Dataset entries.
==============================

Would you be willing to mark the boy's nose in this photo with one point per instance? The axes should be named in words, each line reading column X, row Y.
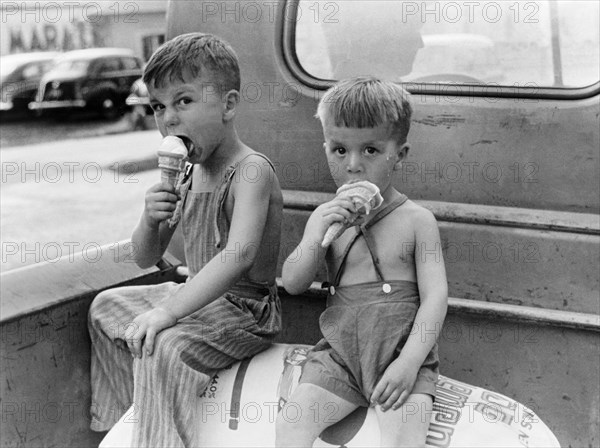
column 170, row 117
column 353, row 163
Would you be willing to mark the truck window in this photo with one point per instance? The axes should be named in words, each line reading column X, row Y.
column 518, row 44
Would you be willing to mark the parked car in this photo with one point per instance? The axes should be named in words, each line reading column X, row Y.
column 97, row 79
column 20, row 75
column 141, row 114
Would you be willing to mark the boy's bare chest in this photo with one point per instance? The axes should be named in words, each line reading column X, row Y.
column 391, row 246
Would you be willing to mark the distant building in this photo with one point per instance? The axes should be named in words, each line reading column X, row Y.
column 44, row 25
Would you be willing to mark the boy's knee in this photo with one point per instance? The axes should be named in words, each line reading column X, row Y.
column 292, row 432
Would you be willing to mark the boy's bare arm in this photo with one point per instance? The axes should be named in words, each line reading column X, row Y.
column 399, row 378
column 248, row 222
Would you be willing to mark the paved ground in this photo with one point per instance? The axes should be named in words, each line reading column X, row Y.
column 19, row 130
column 61, row 197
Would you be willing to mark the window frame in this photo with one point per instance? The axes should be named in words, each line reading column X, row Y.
column 288, row 19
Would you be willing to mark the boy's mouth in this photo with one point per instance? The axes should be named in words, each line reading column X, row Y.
column 188, row 143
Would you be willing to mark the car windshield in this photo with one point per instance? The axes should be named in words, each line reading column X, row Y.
column 72, row 65
column 8, row 65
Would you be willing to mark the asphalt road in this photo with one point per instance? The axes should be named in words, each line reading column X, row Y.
column 65, row 197
column 19, row 130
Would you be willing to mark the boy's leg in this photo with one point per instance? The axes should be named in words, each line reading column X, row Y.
column 408, row 425
column 309, row 411
column 111, row 366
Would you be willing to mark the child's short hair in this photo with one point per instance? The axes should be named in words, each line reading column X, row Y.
column 367, row 102
column 195, row 54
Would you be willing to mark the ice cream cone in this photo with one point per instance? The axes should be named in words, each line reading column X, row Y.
column 364, row 195
column 171, row 159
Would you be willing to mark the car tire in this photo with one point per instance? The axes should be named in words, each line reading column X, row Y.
column 109, row 107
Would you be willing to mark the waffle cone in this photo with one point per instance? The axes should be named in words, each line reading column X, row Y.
column 170, row 165
column 364, row 195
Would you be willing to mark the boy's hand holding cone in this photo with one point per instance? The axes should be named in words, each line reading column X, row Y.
column 364, row 195
column 172, row 155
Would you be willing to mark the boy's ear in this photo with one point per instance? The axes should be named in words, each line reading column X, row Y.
column 401, row 153
column 230, row 101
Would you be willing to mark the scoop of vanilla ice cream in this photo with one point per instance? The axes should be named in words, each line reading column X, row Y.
column 174, row 145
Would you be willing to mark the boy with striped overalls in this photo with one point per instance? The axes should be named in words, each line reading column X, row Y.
column 169, row 340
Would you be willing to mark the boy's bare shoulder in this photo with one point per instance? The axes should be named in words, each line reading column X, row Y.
column 256, row 168
column 415, row 215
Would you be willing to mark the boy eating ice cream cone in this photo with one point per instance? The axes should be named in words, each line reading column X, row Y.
column 388, row 291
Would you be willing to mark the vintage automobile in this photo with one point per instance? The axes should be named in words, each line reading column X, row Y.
column 510, row 170
column 140, row 112
column 97, row 79
column 20, row 75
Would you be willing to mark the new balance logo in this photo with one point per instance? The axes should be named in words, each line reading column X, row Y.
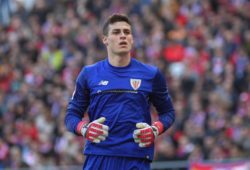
column 103, row 83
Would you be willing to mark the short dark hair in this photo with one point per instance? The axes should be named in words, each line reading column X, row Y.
column 114, row 18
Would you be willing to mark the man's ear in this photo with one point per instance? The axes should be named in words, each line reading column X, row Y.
column 105, row 40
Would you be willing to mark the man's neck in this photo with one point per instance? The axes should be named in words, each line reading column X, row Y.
column 119, row 60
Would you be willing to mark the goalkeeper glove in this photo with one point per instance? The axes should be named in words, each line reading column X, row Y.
column 145, row 134
column 94, row 131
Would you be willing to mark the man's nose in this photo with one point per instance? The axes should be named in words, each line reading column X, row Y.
column 123, row 35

==============================

Work instruction.
The reply should contain every line of the material exactly, and no images.

Answer to the exercise.
Would you be willing to mark the boy's nose in this photo with one point per instance? The axes should be named in words, each line reading column X, row Y.
column 170, row 117
column 353, row 163
Would you be willing to mark the truck window in this photo with one point per instance? The axes should be named in words, each line reading column X, row Y.
column 518, row 44
Would you be willing to mark the parked car in this photo with one point per instance? The axes should be named in words, each line reading column X, row Y.
column 97, row 79
column 20, row 75
column 141, row 114
Would you be willing to mark the boy's bare chest in this photo with one point per instance? The axes should be named in words, each line reading column X, row Y.
column 391, row 246
Would you be willing to mark the distant building in this photo with one point per instance? The axes should be named in words, each line reading column X, row Y.
column 44, row 25
Would you be willing to mark the boy's knee in this photo with one point per instance? The axes should be named in words, each line reading column X, row Y.
column 292, row 432
Would you be willing to mark the boy's bare arm in this photo with one point per instance? The axes should be named in words, each line reading column X, row Y.
column 399, row 378
column 248, row 222
Would you be willing to mark the paved ground in this photo with one point per instance? The axes should be named in words, each line reading column X, row Y.
column 19, row 130
column 61, row 197
Would you be willing to mark the window frame in this photo with one point per instance? The axes should be named in words, each line reading column X, row Y.
column 288, row 19
Would you be willing to mark the boy's mouth in this photo with one point per instance? The axes should be named in words, each line reading column X, row Y.
column 188, row 143
Would you be willing to mark the car windshield in this photo with one point per instance? The axes should be named in words, each line reading column X, row Y.
column 72, row 65
column 8, row 65
Would you be willing to mark the asphalt road in this photo with one point per instance? The axes should be named in words, each line reading column X, row Y.
column 65, row 197
column 19, row 130
Would you be willing to mark the boy's leg in this photo with one point per instance? The axes should be named in words, each line reading column X, row Y.
column 408, row 425
column 309, row 411
column 111, row 366
Would you be willing to mark the child's short hair in this photo with one point per instance? The axes should be named in words, each line reading column X, row Y.
column 367, row 102
column 195, row 54
Would you be willing to mark the ice cream cone in this photo with one point per instance? The axes should be named in words, each line reading column X, row Y.
column 364, row 195
column 171, row 159
Would you be willing to mark the car tire in this photo with one point per instance? The axes should be named in words, each line reading column X, row Y.
column 109, row 107
Would you be willing to mark the waffle cone in this photo with one point per instance? The axes should be named in words, each line reading column X, row Y.
column 170, row 165
column 364, row 195
Would you be willing to mark the boy's hand holding cone in this photo with one point per instance? The axes should be named in words, each line reading column X, row Y.
column 364, row 195
column 172, row 155
Would you be willing to mark the boy's ear in this photo with one point per instance? The axes should be named in words, each line reading column X, row Y.
column 401, row 153
column 230, row 101
Would you be willing to mark the scoop of vanilla ice cream in this photo with one point per instance? The axes should be named in words, each line reading column X, row Y.
column 174, row 145
Would you be willing to mark the boy with striped overalls in this photo with one point per instance? The axes should be named in words, each line reading column X, row Y.
column 169, row 340
Would you be willing to mark the boy's bare shoulder in this photo with one point per instance? The axes should be named in words, each line reading column X, row Y.
column 256, row 168
column 415, row 215
Would you be willing to mark the boy eating ice cream cone in this photo with one point per instance? The axes should be named in words, each line reading column X, row Y.
column 388, row 291
Would you be willing to mark the vintage automobile in this photo with one point per instance? The axes should be named in words, each line reading column X, row Y.
column 510, row 170
column 140, row 112
column 97, row 79
column 20, row 75
Would you be willing to mark the new balance logo in this photo with one point per instance? The axes should be named in words, each line reading column X, row Y.
column 103, row 83
Would you be willing to mark the short dark hair in this photo with one point per instance? The axes should be named in words, each line reading column X, row Y.
column 114, row 18
Would you be willing to mark the man's ear in this photo with one point per instance? The axes should be named in words, each line reading column X, row Y.
column 105, row 40
Would you be willing to mark the man's neck in this photo with one point per instance? The axes should be named in words, each line reading column X, row Y.
column 119, row 60
Would you be willing to mark the goalkeeper glove in this photo with one point per instance? The axes should be named in words, each line reading column X, row Y.
column 145, row 134
column 94, row 131
Would you be willing to mark the man's nose in this photo with one point per instance? The axes should be named in words, each line reading column X, row Y.
column 123, row 35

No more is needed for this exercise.